-- BEGIN INPUT --
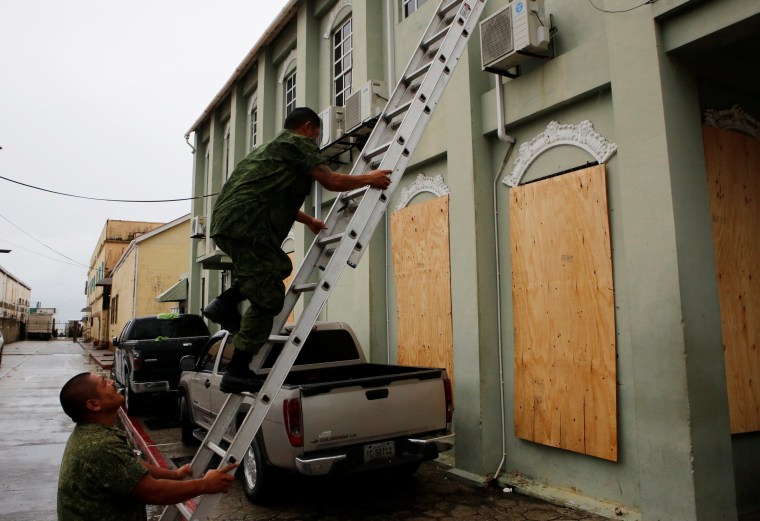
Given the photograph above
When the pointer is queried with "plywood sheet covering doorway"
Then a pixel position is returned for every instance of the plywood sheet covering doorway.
(564, 314)
(733, 176)
(420, 244)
-- END INPUT --
● **EXERCISE DESCRIPTION**
Substitute "image" for "photograph" throughout the entries and reproduce them with nothing else changed, omitting the pictures.

● **OUTPUT OF THE TASK**
Given the image above
When the pointer is queried with "plywood sheet covering doorway"
Then a pixel position is returned for every instance of the plywood sheet covering doorway.
(564, 314)
(733, 176)
(420, 244)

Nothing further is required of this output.